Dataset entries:

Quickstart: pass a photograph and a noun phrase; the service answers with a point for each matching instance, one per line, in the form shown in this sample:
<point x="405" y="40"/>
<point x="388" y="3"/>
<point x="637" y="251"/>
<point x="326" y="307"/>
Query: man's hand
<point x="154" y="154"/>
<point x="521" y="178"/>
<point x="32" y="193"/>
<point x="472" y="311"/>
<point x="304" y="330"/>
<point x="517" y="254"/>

Task prompt: Write all of the records out again exactly.

Answer to this exercise:
Quickstart: pass a photograph and a noun phrase; the service answers with a point for each matching instance, one per line, in the form shown in this sample:
<point x="405" y="40"/>
<point x="388" y="3"/>
<point x="637" y="251"/>
<point x="326" y="307"/>
Query: man's hand
<point x="154" y="154"/>
<point x="521" y="178"/>
<point x="32" y="193"/>
<point x="472" y="311"/>
<point x="304" y="330"/>
<point x="517" y="254"/>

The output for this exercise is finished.